3. Proof-of-Concept Experimental Evaluation

To demonstrate the working principle of the proposed architecture and at the same time assess the 256x256 switch feasibility, a fully functional switch Plane has been experimentally evaluated comprising 2 input ports and 1 tray contention resolution block, with 2 optical packet buffers, interconnected to a 16x16 AWGR. Figure 3 illustrates the corresponding experimental setup. A Stratix V FPGA has been used for generating the 2 incoming packet streams, employing small form-factor pluggable (SFP) and 10 Gigabit small form-factor pluggable (XFP) modules. The same FPGA was utilized in parallel as the switch controller that was described on Section 2. A commercially available AWGR device, fabricated by Semicon, was used for the wavelength routing stage, while the wavelength converters were realized with CIP SOA-MZI devices.

- **Dataset extract**
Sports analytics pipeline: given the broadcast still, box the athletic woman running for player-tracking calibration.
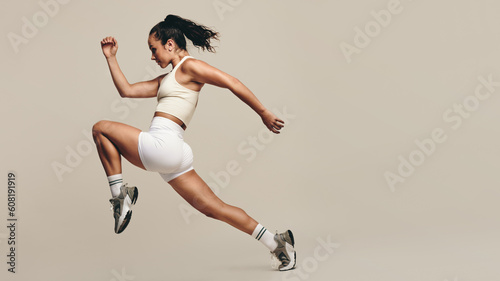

- **Exercise instructions**
1 – In the experimental evaluation passage, which company fabricated the AWGR device used for the wavelength routing stage?
2 – List every device or module that the experimental evaluation passage says was used in the setup, with the part it played.
The material plays no part in this work.

- **In response**
1 – Semicon

2 –
- Stratix V FPGA: generated the 2 incoming packet streams and also served as the switch controller
- Small form-factor pluggable (SFP) modules: used in generating the packet streams
- 10 Gigabit small form-factor pluggable (XFP) modules: used in generating the packet streams
- Commercially available 16x16 AWGR device fabricated by Semicon: the wavelength routing stage
- CIP SOA-MZI devices: realized the wavelength converters